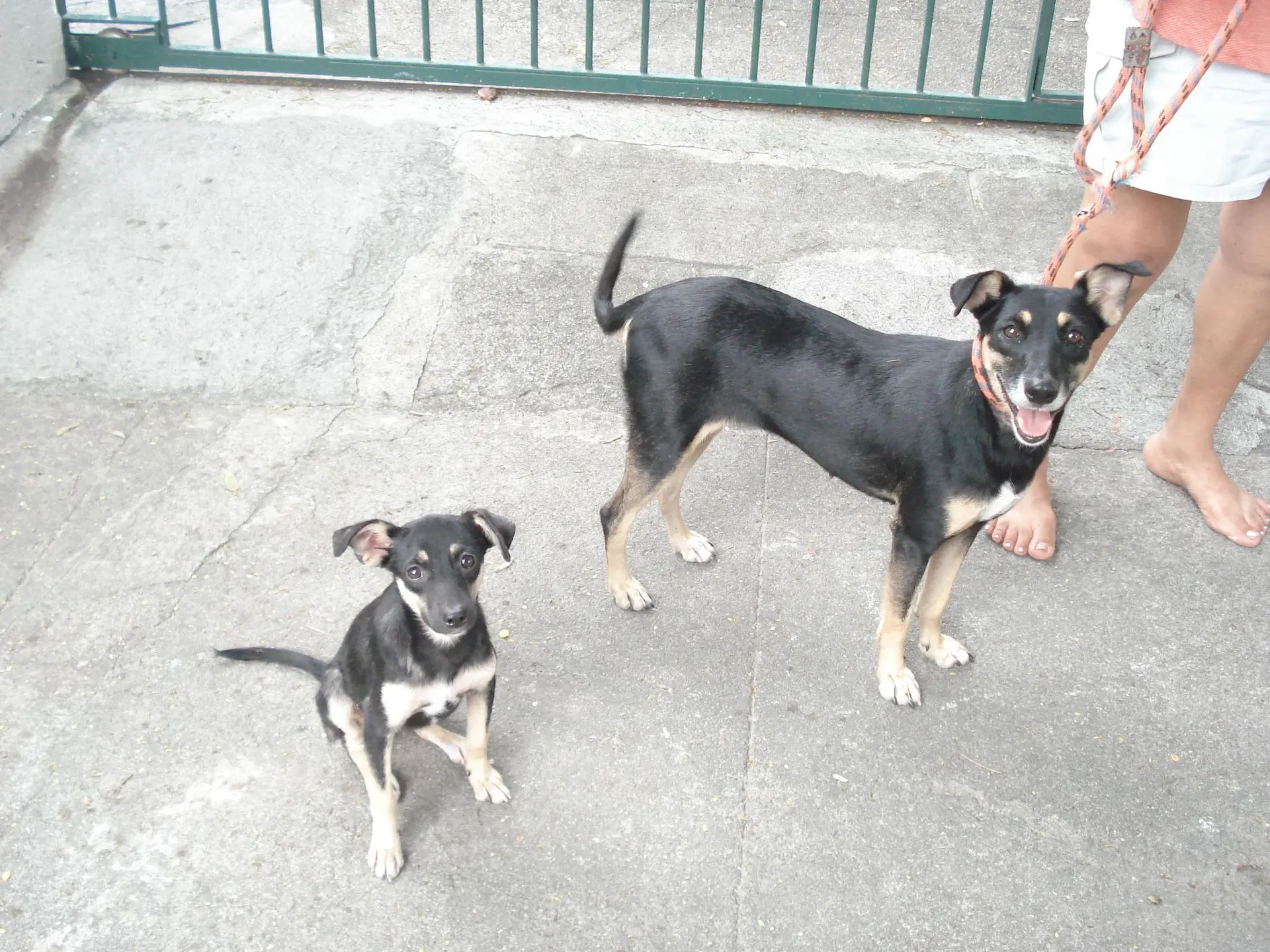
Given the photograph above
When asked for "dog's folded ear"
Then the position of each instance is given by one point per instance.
(978, 292)
(1107, 287)
(371, 541)
(495, 530)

-=-=-=-=-

▶ Requirements: Give the records above as a two-column CSV with the header "query" and "points", one row per record. Put each record's text and its answer each in a single quoted field with line breaks replaced by spaces, and leave the pictures out.

▶ Answer to this task:
query,points
"Given the photograph above When asked for ""dog's folded ear"" Then the position of each instance is given by one point per instance.","(978, 292) (1107, 287) (371, 541) (495, 530)"